All lines from the one including "of the tiled" to the bottom of the entries below should be repeated exactly, both ends kept.

--- Exercise data Enclosed Below ---

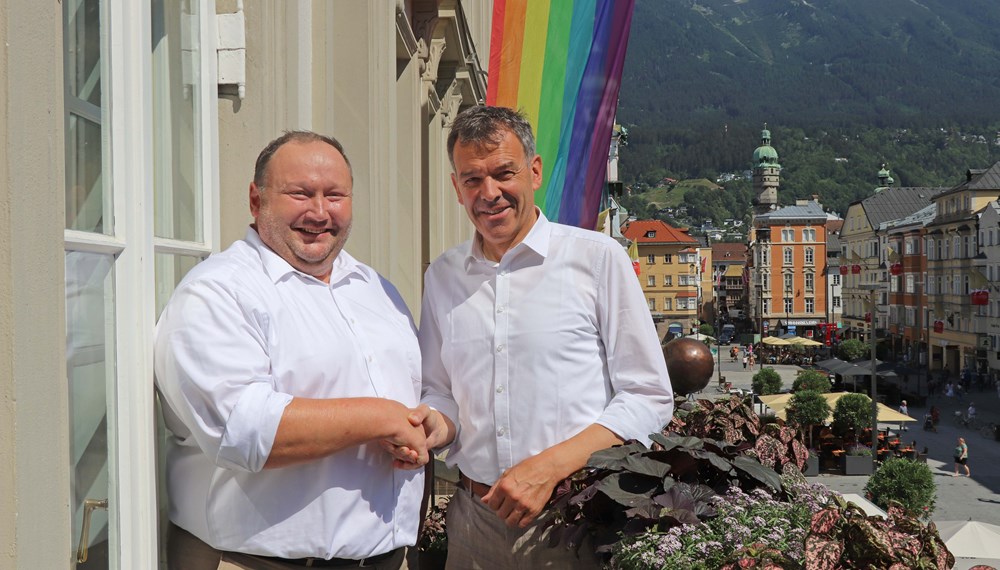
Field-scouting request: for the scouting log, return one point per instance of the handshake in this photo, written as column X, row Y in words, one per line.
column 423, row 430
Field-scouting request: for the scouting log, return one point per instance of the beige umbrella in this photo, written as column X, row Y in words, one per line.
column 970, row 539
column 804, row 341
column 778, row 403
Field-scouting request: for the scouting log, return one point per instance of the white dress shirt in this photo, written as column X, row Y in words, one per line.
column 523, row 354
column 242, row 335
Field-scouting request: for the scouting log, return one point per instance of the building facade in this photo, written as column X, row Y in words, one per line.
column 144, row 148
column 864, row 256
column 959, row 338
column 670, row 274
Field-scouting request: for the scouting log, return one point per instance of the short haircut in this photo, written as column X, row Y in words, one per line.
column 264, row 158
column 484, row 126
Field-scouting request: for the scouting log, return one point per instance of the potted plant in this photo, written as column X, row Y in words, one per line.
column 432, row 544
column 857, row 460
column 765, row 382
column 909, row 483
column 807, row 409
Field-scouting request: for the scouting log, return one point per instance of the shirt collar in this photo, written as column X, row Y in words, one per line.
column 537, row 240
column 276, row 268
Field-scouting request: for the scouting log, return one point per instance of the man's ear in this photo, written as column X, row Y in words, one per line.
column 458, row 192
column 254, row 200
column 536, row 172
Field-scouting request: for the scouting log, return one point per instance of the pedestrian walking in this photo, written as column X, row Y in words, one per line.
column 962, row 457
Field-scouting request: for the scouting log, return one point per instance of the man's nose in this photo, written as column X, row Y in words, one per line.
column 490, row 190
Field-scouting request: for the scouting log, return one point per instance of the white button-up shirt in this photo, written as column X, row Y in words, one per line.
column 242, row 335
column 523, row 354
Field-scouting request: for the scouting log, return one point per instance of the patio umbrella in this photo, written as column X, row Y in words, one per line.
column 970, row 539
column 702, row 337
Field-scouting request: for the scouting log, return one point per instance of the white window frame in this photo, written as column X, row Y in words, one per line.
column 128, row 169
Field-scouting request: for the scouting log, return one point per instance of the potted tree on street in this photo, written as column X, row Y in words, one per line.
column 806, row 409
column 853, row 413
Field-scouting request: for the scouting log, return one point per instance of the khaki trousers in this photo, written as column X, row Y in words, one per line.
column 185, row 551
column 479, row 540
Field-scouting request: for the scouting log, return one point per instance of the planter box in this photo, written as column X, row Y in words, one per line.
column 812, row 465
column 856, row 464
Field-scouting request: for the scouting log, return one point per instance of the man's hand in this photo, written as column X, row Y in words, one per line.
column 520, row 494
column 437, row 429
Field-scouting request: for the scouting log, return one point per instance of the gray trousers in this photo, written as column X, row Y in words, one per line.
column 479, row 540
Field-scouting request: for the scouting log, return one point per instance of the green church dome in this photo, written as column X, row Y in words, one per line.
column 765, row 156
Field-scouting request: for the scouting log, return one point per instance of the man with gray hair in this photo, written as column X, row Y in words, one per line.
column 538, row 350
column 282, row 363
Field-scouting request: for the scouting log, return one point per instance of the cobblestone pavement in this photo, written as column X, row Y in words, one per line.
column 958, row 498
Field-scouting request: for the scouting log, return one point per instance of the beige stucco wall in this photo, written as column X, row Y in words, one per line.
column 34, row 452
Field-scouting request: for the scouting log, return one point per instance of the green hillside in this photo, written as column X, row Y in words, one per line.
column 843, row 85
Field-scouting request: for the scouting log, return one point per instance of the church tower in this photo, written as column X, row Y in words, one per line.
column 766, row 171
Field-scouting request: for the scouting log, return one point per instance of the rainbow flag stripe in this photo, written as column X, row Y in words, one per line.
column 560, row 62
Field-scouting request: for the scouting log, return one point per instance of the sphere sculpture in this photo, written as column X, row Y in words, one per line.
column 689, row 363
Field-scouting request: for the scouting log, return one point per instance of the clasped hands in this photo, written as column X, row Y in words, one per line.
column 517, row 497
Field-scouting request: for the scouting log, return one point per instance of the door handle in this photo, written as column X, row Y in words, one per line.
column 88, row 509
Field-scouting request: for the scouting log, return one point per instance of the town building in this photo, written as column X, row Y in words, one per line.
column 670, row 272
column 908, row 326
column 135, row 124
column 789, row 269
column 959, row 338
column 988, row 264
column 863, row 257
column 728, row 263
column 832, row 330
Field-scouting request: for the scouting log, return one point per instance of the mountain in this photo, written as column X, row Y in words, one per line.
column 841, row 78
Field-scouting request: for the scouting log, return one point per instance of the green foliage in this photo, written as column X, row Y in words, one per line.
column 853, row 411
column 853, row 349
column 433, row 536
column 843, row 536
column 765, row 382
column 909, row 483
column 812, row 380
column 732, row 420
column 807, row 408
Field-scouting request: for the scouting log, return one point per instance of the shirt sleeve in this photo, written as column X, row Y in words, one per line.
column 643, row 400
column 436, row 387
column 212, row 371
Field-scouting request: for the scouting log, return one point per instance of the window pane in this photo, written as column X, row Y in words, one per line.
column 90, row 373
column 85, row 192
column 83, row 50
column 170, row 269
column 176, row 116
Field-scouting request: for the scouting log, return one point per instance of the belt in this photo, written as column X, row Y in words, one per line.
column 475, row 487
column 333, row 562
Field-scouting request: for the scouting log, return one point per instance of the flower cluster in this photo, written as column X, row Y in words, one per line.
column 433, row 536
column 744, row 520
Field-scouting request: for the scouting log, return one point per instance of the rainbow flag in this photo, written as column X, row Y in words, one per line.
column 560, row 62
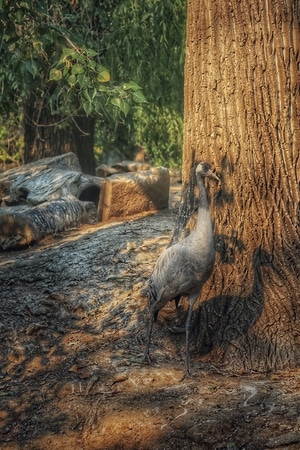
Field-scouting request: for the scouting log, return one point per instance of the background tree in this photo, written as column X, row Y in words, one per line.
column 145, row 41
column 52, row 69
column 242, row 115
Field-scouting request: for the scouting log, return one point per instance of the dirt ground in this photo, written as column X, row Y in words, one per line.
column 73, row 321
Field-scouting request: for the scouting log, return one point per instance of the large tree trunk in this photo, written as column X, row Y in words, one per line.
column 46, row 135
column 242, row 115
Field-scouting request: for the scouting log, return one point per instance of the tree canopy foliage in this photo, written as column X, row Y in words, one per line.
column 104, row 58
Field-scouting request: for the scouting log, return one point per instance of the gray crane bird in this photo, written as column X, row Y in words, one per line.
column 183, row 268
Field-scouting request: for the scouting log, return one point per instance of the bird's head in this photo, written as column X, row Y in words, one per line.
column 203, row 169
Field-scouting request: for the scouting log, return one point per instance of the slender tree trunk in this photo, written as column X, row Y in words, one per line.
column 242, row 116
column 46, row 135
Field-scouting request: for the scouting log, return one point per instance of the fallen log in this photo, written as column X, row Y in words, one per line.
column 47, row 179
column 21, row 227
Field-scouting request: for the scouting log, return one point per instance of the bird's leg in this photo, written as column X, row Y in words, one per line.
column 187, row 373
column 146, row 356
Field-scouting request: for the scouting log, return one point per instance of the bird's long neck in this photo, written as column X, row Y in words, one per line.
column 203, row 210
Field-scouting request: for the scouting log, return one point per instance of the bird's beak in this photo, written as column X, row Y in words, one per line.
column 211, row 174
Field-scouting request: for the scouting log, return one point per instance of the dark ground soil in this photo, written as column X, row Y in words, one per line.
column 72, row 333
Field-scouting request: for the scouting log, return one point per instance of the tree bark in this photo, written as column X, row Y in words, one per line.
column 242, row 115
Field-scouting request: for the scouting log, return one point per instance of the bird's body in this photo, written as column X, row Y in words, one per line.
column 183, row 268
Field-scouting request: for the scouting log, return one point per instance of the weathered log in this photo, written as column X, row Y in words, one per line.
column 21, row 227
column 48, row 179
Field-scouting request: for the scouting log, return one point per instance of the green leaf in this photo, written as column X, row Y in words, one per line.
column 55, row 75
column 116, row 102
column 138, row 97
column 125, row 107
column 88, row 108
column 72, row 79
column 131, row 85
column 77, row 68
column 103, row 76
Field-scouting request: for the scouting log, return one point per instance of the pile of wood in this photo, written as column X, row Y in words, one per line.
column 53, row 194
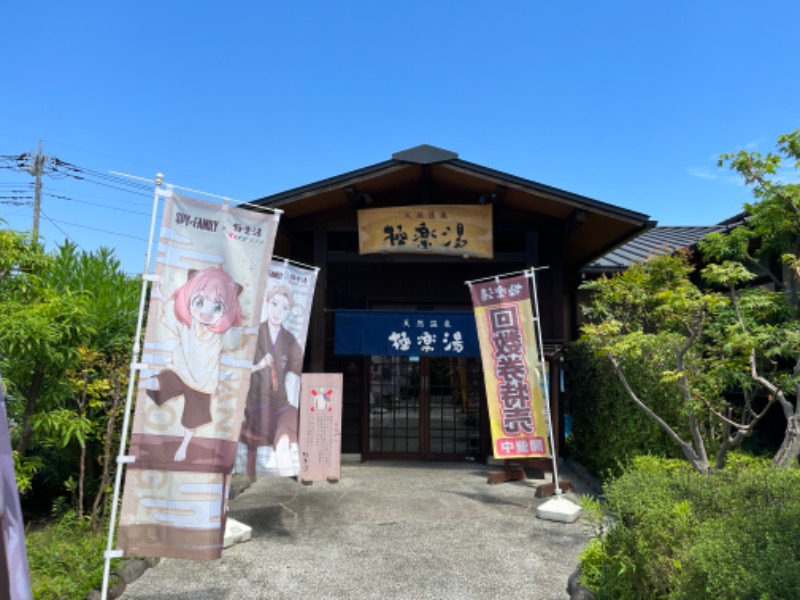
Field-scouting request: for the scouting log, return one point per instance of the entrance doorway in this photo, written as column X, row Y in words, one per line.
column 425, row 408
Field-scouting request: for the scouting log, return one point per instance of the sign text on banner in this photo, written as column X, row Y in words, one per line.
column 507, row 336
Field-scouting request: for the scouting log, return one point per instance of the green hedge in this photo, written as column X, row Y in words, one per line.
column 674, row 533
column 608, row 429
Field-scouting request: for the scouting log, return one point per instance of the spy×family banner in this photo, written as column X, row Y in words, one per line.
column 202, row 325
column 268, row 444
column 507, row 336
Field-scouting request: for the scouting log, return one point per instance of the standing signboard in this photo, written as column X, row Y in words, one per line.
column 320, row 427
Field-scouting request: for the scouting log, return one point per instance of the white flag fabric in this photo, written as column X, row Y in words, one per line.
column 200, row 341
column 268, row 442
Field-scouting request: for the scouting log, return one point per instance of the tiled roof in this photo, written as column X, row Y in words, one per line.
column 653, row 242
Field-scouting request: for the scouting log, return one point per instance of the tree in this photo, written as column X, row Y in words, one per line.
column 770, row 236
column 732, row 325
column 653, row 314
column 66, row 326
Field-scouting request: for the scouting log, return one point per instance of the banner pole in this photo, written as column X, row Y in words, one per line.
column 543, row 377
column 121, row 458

--- End of Enclosed Exercise data ---

Solution to the exercise:
Field-scouting request: for the scouting log, return one point per instance of the tiled roof in this photo, written as column X, row Y in words, one per line.
column 653, row 242
Field-scouting request: for the scouting log, return one point per instance of the tree in this photo, written as column X, row Y in words, one per line.
column 770, row 236
column 732, row 325
column 653, row 314
column 66, row 326
Field-scouting request: for the scouting log, return one point per instance of the banner pole in this photo, written as column X, row Y in words, one per line.
column 543, row 377
column 121, row 458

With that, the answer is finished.